§ EXERCISE:
Locate each line in the records below that contains the string "rear" and copy those lines in full, in their original order.

§ MATERIAL FOR THE TASK:
______________________________

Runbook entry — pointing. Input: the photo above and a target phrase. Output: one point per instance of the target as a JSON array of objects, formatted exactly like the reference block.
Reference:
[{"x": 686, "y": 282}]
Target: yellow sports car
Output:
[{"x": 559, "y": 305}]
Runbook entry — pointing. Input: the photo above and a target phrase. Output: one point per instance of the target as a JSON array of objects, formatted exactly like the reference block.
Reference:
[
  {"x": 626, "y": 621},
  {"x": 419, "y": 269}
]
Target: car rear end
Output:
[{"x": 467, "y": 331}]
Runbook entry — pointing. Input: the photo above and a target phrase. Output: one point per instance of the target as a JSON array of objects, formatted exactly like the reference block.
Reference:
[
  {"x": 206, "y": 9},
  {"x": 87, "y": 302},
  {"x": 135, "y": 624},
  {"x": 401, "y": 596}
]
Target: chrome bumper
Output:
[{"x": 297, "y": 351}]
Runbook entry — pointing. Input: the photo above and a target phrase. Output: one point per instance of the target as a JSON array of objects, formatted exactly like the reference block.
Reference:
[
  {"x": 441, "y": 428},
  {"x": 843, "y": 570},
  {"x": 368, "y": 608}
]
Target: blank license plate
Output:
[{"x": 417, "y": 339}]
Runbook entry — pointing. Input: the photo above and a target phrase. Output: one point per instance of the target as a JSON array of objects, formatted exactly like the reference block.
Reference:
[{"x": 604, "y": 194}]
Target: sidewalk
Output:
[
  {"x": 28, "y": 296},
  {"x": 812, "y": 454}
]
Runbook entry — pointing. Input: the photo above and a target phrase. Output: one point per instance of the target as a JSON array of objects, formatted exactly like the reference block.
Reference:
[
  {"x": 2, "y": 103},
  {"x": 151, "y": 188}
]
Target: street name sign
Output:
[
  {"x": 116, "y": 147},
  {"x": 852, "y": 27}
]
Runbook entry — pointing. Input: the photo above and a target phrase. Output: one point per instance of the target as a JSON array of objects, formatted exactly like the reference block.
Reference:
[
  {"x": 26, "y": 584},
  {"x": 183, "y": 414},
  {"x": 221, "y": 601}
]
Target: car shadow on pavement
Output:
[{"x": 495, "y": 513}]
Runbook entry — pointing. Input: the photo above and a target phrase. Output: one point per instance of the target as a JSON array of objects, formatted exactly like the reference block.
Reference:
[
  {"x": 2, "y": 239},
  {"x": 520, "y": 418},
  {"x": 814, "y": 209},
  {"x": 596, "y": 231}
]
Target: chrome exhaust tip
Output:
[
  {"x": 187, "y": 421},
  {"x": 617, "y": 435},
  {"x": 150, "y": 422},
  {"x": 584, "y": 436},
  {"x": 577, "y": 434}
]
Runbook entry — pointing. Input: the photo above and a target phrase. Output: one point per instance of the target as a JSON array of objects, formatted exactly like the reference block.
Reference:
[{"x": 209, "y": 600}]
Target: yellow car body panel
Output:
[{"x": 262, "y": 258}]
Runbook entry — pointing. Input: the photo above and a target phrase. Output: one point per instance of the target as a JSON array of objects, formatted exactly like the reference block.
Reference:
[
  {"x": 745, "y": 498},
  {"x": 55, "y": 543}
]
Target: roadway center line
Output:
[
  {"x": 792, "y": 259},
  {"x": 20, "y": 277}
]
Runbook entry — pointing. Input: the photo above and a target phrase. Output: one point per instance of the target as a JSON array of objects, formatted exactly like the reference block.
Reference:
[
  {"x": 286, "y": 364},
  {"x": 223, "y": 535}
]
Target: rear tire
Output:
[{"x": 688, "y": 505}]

______________________________

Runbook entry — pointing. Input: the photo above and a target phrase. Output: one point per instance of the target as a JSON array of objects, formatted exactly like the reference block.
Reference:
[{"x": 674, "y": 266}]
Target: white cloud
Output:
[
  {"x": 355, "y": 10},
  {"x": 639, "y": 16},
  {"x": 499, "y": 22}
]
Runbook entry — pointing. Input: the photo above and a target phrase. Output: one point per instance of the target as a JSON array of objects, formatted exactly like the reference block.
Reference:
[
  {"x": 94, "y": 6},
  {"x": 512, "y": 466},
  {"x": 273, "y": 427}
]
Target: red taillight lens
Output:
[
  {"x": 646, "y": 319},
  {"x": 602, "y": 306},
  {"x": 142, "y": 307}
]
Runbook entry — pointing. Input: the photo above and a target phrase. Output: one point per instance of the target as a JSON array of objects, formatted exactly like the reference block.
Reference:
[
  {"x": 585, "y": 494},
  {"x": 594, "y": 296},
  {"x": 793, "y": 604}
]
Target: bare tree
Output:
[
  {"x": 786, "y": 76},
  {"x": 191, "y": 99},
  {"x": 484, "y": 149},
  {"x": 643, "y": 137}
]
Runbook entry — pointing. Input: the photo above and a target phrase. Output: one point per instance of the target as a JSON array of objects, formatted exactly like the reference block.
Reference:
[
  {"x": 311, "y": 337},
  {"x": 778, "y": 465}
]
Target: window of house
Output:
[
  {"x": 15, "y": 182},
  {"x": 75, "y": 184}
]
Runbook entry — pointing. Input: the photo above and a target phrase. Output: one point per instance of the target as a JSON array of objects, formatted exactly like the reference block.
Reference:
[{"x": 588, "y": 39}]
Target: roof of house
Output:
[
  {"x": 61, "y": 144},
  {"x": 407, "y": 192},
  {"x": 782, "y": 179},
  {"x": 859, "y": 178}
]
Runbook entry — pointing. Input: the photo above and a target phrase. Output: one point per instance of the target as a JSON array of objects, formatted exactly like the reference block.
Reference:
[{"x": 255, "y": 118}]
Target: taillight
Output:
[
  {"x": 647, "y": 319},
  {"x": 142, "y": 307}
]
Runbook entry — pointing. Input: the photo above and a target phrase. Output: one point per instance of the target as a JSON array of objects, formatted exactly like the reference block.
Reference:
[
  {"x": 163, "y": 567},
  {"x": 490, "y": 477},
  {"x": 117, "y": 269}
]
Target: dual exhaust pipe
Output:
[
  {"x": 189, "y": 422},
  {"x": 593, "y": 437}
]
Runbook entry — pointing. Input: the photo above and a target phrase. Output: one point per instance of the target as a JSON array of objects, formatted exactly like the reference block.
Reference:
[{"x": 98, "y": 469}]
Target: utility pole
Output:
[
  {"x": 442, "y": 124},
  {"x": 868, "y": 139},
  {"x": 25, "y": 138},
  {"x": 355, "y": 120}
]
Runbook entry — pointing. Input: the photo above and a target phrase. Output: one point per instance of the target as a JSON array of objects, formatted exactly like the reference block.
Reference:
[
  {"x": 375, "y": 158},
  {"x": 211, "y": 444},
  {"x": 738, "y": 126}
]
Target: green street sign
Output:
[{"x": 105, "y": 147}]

______________________________

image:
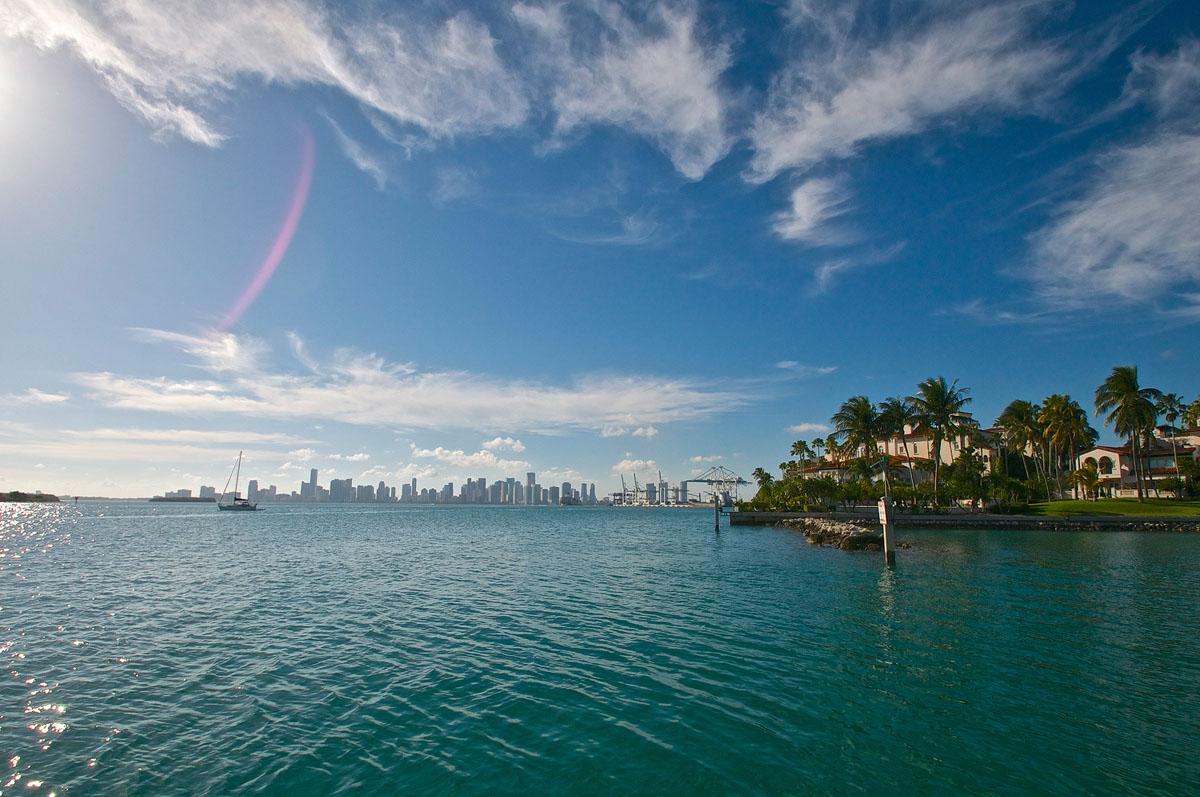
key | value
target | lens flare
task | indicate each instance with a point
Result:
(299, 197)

______________________________

§ OUTPUT FOR THIS EXERCISE:
Target: car rear end
Target: rear tire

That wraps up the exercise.